> **Exercise requirements**
#1 Write out the box office article verbatim, everything from "The landscape has" down to "Middle Kingdom alone.".
#2 Decide whether each statement below agrees with the box office article: (a) Superman earned more in China this past weekend than The Fantastic Four: First Steps did; (b) Captain Marvel made less than $1 billion at the worldwide box office; (c) The Fantastic Four: First Steps was kept to a budget of $200 million. Answer each with yes or no and quote the deciding words of the article.

> **Exercise text**
Despite featuring a relatively unknown character, Captain Marvel was released in 2019 and made over $1 billion at the worldwide box office. It was a good movie, but just having "Marvel" in its title was likely enough to help it break box office records.
The landscape has since changed, and superhero movies are no longer easily surpassing $1 billion in ticket sales. That's evident from relatively muted openings for Superman and The Fantastic Four: First Steps.
According to Variety, Marvel Studios is "thrilled" with the reboot's $218 million opening weekend, and that it's managed to bring Marvel's First Family back to the big screen. The movie has earned positive reviews from fans and critics alike after three 20th Century Fox duds just about killed the franchise.
Showing how much things have changed is The Fantastic Four: First Steps' $4.5 million haul in China this past weekend (Superman made $6.5 million). In 2019, Avengers: Endgame earned $614 million in the Middle Kingdom alone.
"There’s a reset of what a hit is, and I don’t see them consistently hitting $1 billion as before — without China, with Disney+ exposure, post-COVID, without megastars," one top agent who represents several MCU clients tells the trade. "China used Marvel, Disney and the U.S. film industry to seed their own." Another insider adds, "We are never going to have those days again."
The Fantastic Four: First Steps' cast kept its budget at a manageable $200 million, and it's said that the movie only ran into one hurdle: a battle over screenwriting credits. Ultimately, the WGA stepped in to award final screenwriting credit to Josh Friedman, Eric Pearson, Jeff Kaplan, Ian Springer, and Kat Wood.

> **Material shown**

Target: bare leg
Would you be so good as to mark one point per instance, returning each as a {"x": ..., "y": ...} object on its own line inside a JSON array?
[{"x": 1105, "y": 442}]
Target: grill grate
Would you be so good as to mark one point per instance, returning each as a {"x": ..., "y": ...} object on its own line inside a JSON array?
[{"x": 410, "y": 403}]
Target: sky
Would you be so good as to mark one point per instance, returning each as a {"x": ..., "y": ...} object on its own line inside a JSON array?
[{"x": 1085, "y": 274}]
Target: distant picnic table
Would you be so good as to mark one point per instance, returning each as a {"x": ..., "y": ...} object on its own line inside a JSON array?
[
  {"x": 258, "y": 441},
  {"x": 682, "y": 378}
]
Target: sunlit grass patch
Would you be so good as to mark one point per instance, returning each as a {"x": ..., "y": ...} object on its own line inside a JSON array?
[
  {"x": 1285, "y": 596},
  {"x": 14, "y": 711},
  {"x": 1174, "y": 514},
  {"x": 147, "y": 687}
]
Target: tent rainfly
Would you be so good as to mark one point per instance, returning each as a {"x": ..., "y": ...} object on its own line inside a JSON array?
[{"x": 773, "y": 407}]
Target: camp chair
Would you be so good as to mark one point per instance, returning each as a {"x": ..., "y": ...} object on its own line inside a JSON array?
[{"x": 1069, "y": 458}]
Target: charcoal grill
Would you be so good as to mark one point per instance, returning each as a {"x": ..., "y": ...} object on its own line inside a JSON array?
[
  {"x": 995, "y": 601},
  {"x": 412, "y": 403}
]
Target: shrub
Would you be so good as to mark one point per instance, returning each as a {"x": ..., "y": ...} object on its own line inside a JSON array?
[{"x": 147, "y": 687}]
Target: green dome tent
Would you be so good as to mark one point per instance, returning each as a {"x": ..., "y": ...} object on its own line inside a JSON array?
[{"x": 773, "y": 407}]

> **Responses**
#1
The landscape has since changed, and superhero movies are no longer easily surpassing $1 billion in ticket sales. That's evident from relatively muted openings for Superman and The Fantastic Four: First Steps.
According to Variety, Marvel Studios is "thrilled" with the reboot's $218 million opening weekend, and that it's managed to bring Marvel's First Family back to the big screen. The movie has earned positive reviews from fans and critics alike after three 20th Century Fox duds just about killed the franchise.
Showing how much things have changed is The Fantastic Four: First Steps' $4.5 million haul in China this past weekend (Superman made $6.5 million). In 2019, Avengers: Endgame earned $614 million in the Middle Kingdom alone.

#2
(a) Yes: "The Fantastic Four: First Steps' $4.5 million haul in China this past weekend (Superman made $6.5 million)"
(b) No: "made over $1 billion at the worldwide box office"
(c) Yes: "kept its budget at a manageable $200 million"